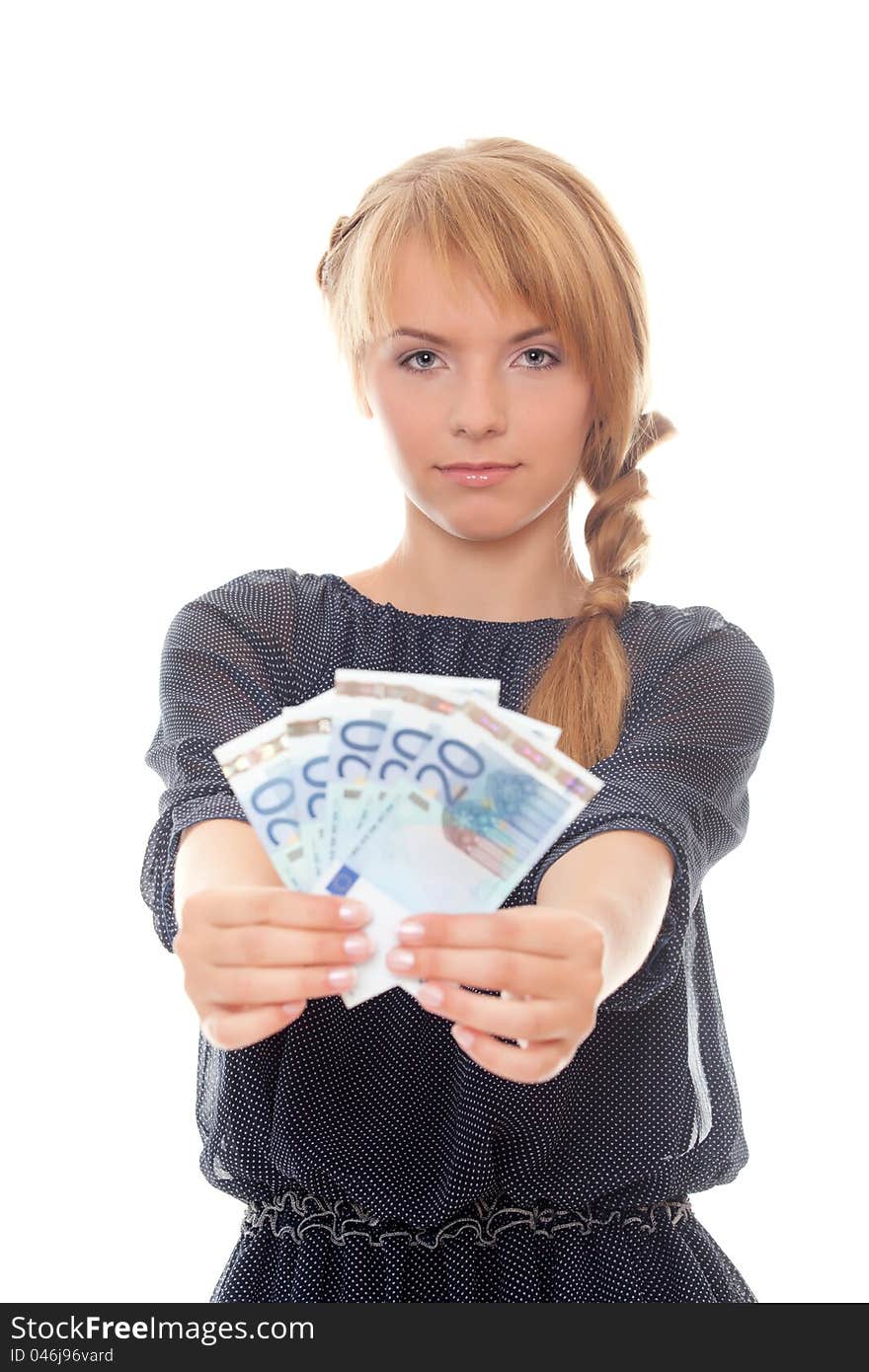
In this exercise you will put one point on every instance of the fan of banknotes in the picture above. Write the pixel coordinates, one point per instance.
(408, 792)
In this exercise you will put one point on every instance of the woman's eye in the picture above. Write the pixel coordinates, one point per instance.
(542, 366)
(412, 355)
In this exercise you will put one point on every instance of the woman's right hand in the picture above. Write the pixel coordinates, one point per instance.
(256, 955)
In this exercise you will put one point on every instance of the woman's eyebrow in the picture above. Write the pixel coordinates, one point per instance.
(435, 338)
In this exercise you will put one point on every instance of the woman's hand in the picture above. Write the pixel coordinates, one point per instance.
(256, 955)
(549, 956)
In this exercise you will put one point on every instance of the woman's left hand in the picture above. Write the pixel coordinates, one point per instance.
(549, 956)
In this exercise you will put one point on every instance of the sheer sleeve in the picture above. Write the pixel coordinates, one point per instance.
(681, 773)
(215, 681)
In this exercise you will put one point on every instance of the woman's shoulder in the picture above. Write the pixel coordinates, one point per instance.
(697, 641)
(253, 605)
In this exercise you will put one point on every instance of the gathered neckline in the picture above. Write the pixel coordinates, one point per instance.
(386, 607)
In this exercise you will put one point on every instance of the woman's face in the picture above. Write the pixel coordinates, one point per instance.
(475, 396)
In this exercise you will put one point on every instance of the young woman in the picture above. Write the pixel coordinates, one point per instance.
(493, 315)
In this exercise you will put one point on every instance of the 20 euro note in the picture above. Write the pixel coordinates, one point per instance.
(419, 718)
(277, 774)
(365, 735)
(479, 807)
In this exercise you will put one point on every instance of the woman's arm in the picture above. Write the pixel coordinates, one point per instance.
(621, 879)
(220, 852)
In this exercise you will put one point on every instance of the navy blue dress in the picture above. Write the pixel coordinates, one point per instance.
(375, 1160)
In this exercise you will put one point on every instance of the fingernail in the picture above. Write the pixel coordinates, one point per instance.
(342, 975)
(401, 957)
(411, 929)
(352, 910)
(358, 943)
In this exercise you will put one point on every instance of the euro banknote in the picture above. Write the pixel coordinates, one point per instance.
(409, 792)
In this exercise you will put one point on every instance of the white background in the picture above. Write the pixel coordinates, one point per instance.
(175, 414)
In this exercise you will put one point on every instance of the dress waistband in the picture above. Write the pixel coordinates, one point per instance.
(296, 1212)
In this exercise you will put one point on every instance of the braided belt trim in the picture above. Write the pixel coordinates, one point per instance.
(486, 1219)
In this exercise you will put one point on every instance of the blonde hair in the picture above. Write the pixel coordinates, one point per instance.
(534, 229)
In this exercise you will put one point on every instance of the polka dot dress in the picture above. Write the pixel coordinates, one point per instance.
(375, 1160)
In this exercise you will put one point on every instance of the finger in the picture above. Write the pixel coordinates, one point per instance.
(240, 1028)
(534, 1020)
(267, 985)
(267, 946)
(272, 906)
(537, 1062)
(541, 929)
(490, 969)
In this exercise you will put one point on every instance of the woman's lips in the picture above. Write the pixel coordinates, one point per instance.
(478, 477)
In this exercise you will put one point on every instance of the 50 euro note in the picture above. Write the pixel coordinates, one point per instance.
(477, 809)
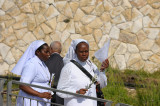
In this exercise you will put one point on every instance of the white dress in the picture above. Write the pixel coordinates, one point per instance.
(73, 79)
(34, 72)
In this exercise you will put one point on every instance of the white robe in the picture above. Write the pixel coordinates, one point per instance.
(73, 79)
(34, 72)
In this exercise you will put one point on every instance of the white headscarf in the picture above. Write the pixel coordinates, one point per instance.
(71, 52)
(28, 54)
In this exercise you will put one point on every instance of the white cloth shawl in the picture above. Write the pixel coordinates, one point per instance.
(71, 52)
(28, 54)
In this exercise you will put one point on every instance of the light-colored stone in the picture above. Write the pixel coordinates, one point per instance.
(132, 48)
(75, 36)
(36, 7)
(38, 32)
(47, 39)
(136, 14)
(16, 53)
(107, 6)
(9, 22)
(97, 35)
(99, 9)
(70, 27)
(152, 32)
(43, 8)
(74, 6)
(114, 33)
(146, 44)
(147, 22)
(137, 25)
(106, 28)
(27, 8)
(89, 38)
(125, 26)
(84, 3)
(141, 36)
(127, 37)
(87, 19)
(133, 59)
(4, 49)
(114, 44)
(155, 48)
(19, 33)
(126, 4)
(46, 29)
(96, 23)
(52, 23)
(88, 9)
(68, 11)
(116, 11)
(121, 50)
(103, 40)
(56, 36)
(65, 36)
(61, 26)
(10, 40)
(155, 58)
(120, 60)
(29, 37)
(146, 9)
(31, 22)
(20, 24)
(138, 3)
(7, 4)
(9, 58)
(146, 55)
(105, 17)
(118, 19)
(78, 15)
(14, 11)
(51, 12)
(39, 19)
(20, 17)
(127, 13)
(4, 67)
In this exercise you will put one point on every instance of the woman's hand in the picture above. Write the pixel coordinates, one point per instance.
(82, 91)
(46, 95)
(105, 64)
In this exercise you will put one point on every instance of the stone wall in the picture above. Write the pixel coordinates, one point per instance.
(132, 25)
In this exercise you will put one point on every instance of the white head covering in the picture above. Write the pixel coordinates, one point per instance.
(28, 54)
(71, 52)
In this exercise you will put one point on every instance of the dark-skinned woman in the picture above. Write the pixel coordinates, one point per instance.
(32, 69)
(72, 79)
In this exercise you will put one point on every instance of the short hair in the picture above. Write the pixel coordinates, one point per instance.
(56, 46)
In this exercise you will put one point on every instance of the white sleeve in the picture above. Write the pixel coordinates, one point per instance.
(28, 73)
(102, 79)
(64, 82)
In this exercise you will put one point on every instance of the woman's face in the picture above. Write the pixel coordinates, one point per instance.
(82, 51)
(44, 53)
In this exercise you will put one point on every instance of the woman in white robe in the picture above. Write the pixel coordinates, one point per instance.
(32, 69)
(72, 79)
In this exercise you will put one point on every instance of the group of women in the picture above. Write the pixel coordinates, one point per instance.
(32, 69)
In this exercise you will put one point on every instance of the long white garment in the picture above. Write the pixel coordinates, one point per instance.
(34, 72)
(73, 79)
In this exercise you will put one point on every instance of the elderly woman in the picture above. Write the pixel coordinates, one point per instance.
(72, 79)
(32, 69)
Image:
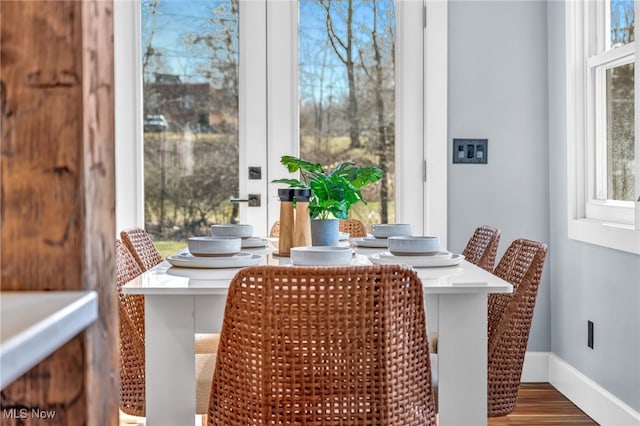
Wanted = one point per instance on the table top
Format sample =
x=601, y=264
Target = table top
x=164, y=279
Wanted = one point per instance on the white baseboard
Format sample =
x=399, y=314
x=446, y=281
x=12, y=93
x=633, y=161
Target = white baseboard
x=593, y=399
x=536, y=367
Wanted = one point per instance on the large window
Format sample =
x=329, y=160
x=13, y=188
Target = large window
x=189, y=56
x=211, y=93
x=347, y=92
x=603, y=159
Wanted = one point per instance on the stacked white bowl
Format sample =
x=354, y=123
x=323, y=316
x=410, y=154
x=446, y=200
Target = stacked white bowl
x=214, y=246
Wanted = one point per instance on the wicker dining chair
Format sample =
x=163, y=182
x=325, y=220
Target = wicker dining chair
x=142, y=247
x=354, y=227
x=509, y=322
x=132, y=344
x=146, y=255
x=482, y=247
x=481, y=250
x=323, y=345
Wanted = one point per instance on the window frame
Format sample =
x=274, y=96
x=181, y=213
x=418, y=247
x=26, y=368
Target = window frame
x=608, y=223
x=427, y=181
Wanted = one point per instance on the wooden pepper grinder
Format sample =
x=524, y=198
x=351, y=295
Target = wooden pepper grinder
x=302, y=230
x=285, y=240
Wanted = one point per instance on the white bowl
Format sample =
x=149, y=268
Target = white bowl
x=237, y=230
x=321, y=255
x=385, y=230
x=214, y=246
x=414, y=246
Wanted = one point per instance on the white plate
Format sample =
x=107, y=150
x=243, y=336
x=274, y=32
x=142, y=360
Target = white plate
x=371, y=242
x=408, y=258
x=321, y=255
x=239, y=260
x=254, y=242
x=415, y=261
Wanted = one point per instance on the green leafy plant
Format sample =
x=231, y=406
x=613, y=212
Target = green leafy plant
x=332, y=192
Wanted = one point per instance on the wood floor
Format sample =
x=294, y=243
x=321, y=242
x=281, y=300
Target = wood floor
x=539, y=404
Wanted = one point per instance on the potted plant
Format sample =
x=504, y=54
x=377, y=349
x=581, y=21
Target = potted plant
x=333, y=192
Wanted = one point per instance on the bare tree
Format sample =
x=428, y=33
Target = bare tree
x=344, y=48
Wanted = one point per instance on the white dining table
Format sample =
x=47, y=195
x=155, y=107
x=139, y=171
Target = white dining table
x=182, y=301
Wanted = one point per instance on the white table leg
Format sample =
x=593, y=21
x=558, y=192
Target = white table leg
x=170, y=360
x=462, y=359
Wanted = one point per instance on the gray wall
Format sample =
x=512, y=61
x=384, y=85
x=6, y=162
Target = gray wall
x=588, y=282
x=498, y=90
x=506, y=83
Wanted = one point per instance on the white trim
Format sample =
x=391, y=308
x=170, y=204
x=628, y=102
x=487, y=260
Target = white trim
x=282, y=95
x=535, y=368
x=604, y=233
x=593, y=399
x=435, y=82
x=410, y=113
x=421, y=116
x=607, y=234
x=252, y=112
x=128, y=126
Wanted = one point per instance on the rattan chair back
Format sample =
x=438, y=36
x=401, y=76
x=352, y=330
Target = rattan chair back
x=509, y=322
x=141, y=247
x=354, y=227
x=482, y=247
x=330, y=346
x=132, y=360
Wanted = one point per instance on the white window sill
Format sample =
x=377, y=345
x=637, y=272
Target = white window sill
x=607, y=234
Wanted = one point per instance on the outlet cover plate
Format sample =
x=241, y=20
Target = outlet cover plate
x=470, y=151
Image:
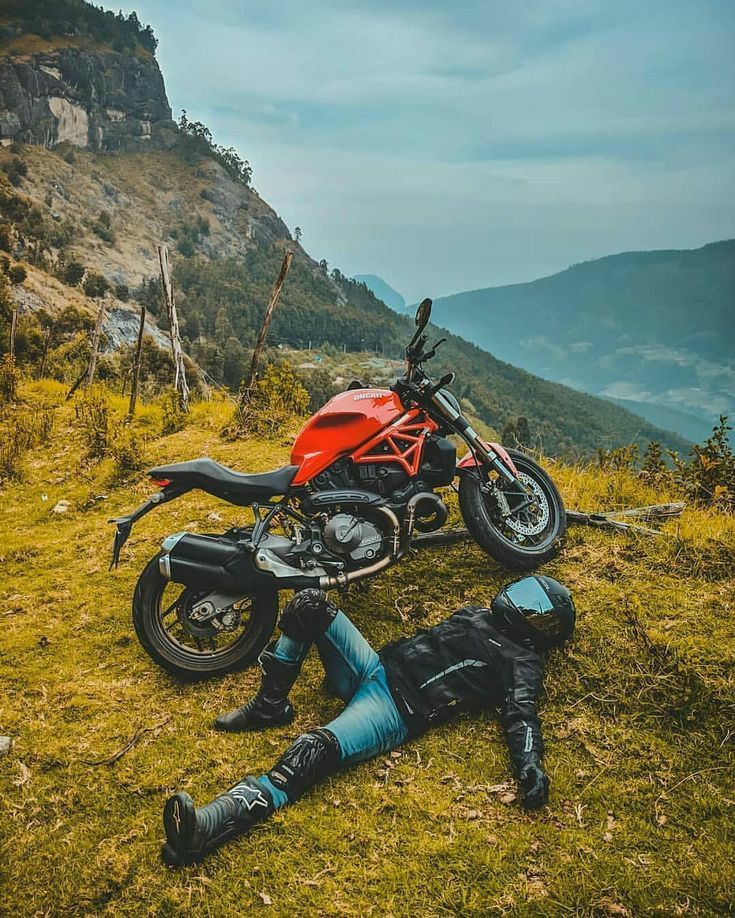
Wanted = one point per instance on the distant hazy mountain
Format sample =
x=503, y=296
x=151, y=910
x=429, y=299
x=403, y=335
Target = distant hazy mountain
x=382, y=290
x=652, y=328
x=687, y=425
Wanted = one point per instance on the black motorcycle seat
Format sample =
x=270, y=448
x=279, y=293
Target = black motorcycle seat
x=217, y=479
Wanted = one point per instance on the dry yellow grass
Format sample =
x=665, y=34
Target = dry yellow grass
x=638, y=720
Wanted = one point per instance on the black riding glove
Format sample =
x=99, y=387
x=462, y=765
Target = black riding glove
x=307, y=615
x=534, y=785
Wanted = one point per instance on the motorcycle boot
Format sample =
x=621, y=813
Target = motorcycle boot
x=194, y=832
x=270, y=706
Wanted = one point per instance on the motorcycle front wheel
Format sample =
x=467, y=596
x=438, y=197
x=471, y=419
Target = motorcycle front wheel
x=191, y=649
x=520, y=541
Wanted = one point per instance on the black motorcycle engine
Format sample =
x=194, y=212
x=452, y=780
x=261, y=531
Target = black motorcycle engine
x=358, y=539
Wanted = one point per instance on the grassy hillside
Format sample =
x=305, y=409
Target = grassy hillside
x=108, y=213
x=645, y=326
x=638, y=720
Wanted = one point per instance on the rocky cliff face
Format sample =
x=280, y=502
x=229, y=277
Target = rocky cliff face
x=100, y=100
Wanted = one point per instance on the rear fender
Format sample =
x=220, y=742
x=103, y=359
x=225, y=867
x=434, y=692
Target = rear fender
x=470, y=461
x=124, y=524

:::::

# WORK ORDER:
Within the material above, the line with "Target = window frame" opens the range and the line with "x=231, y=406" closes it; reproduce that range word for word.

# SOLUTION BELOW:
Target = window frame
x=608, y=223
x=427, y=181
Wanted = one point per instance on the wooden pepper grinder
Format sample =
x=524, y=198
x=351, y=295
Target = wooden pepper grinder
x=302, y=230
x=285, y=240
Wanted = one point per instance on the white bowl
Format sample =
x=149, y=268
Target = white bowl
x=237, y=230
x=321, y=255
x=385, y=230
x=214, y=246
x=414, y=246
Wanted = one point per instance on the white plate
Format sample =
x=107, y=150
x=243, y=336
x=274, y=32
x=142, y=360
Target = white plate
x=371, y=242
x=408, y=258
x=321, y=255
x=239, y=260
x=254, y=242
x=415, y=261
Wanted = one point per instance on the green leafy plant
Format sample =
x=231, y=406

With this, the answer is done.